— Start of Dataset —

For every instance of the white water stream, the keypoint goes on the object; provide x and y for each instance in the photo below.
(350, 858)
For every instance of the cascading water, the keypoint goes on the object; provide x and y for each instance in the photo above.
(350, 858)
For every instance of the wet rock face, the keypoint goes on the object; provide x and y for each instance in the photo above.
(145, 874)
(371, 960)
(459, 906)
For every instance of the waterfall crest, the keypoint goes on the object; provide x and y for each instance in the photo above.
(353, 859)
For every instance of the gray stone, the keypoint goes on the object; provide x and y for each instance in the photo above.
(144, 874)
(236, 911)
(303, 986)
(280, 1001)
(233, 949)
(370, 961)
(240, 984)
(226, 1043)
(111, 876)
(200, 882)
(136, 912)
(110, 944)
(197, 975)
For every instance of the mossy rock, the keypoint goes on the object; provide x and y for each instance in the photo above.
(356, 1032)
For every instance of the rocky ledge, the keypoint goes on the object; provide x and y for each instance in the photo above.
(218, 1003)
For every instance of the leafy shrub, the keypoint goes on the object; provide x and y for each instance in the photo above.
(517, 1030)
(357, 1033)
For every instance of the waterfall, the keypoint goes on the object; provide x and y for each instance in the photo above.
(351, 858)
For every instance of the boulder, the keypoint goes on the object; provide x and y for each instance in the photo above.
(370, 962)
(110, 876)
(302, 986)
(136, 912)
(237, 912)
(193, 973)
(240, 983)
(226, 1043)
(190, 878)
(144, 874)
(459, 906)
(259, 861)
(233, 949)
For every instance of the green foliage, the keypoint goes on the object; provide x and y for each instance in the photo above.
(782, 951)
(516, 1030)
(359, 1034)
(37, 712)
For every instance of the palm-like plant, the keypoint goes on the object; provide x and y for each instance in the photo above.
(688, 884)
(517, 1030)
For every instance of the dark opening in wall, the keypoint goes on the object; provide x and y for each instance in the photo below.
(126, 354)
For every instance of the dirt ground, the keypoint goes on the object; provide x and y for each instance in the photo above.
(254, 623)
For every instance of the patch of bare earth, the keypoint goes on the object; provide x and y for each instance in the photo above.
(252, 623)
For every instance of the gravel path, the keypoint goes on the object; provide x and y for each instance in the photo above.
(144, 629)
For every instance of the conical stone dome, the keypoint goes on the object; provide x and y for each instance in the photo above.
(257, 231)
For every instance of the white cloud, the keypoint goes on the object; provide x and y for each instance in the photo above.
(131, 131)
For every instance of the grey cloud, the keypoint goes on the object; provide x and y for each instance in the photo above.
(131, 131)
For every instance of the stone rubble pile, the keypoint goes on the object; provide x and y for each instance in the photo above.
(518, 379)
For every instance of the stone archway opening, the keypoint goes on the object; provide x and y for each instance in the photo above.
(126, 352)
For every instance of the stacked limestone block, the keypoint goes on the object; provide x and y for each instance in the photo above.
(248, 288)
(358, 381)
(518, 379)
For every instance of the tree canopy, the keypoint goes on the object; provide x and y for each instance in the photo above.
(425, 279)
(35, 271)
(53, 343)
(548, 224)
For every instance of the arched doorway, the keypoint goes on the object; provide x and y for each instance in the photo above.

— End of Dataset —

Rewrite the listing above with every "keypoint" changed to "marker", leaving all other text as it stands.

For every instance of the white water stream, the marker goes on the object; provide x and y for each instance in the photo below.
(350, 858)
For every instance of the cascading water, the marker goes on the object; provide x and y for each instance in the photo above.
(350, 858)
For every instance of the wet rock face, the marker goes on the object; provide x and y for each instance in the photo above.
(145, 874)
(371, 960)
(459, 906)
For every instance of the waterfall crest, the marker goes on the object; provide x and y for each instance in the photo above.
(353, 859)
For every instance of the gray stone, the marker goes on the object; provide x and y for each instance in the photo above.
(144, 874)
(236, 911)
(303, 986)
(280, 1001)
(233, 949)
(370, 961)
(240, 984)
(226, 1043)
(111, 876)
(200, 882)
(136, 912)
(110, 944)
(197, 975)
For every instance of the mossy rock, the marker goes on the object; provide x and y for each instance in the photo above.
(356, 1032)
For every instance of the rocky ledge, the marker goes on the object; provide x and y for each instance in the photo above.
(218, 1003)
For every instance of the leafy shrub, the marker goes on the object; provide x and y for each instance in the photo above.
(517, 1030)
(357, 1033)
For every instance of the waterfall, the marker goes on the object; provide x and y for each instance in the photo above.
(351, 858)
For every instance of the boulder, the marker goes on the object; provide x and y for each instance in the photo above.
(370, 962)
(110, 876)
(302, 986)
(136, 912)
(237, 912)
(193, 973)
(240, 983)
(226, 1043)
(190, 878)
(144, 874)
(459, 906)
(259, 861)
(233, 949)
For every instance of the green foliage, the marker goes on the object; provide x and y for each instance in the photo above.
(782, 951)
(516, 1030)
(359, 1034)
(37, 712)
For every instance of the palm-like plant, the marker goes on the object; provide x and y for each instance in the photo above.
(688, 884)
(517, 1030)
For every instance of the dark opening in wall, the marker goes on the object; provide x and y for each instance in the photo below.
(126, 354)
For every instance of the dirt ground, the marker goes on the object; provide x and y for each instance in the photo above.
(254, 623)
For every instance of the patch of bare earth, the marker goes on the object; provide x and y for each instance in the photo above.
(252, 623)
For every instance of the gravel path, the marker goes on the object; provide x and y for each instance in the photo above.
(144, 629)
For every instance of the conical stone dome, the marker goes on the object; provide x and y for each instance in the photo above.
(257, 231)
For every instance of the white cloud, the marker goes on the object; provide x and y for each instance in the photo above.
(131, 131)
For every instance of the grey cloud, the marker goes on the object; provide x and y for each instance in the photo above.
(131, 131)
For every instance of the stone rubble pile, the marker goes on the object; provide x and y for each instance in the photo above.
(518, 379)
For every instance of the stone archway opening, the marker goes on the object; provide x and y for each instance in the photo above.
(126, 352)
For every instance of the stacked limestone block, the marker goes on the object; provide x and y for each instance in the photo above.
(248, 288)
(358, 381)
(518, 379)
For every instance of the tree canopy, the marker goes on the object; provide x and y for each instance in the photo above.
(425, 279)
(35, 271)
(53, 343)
(548, 224)
For every instance of the arched doorway, the marker goes on the object; provide x and y for each instance in the photo above.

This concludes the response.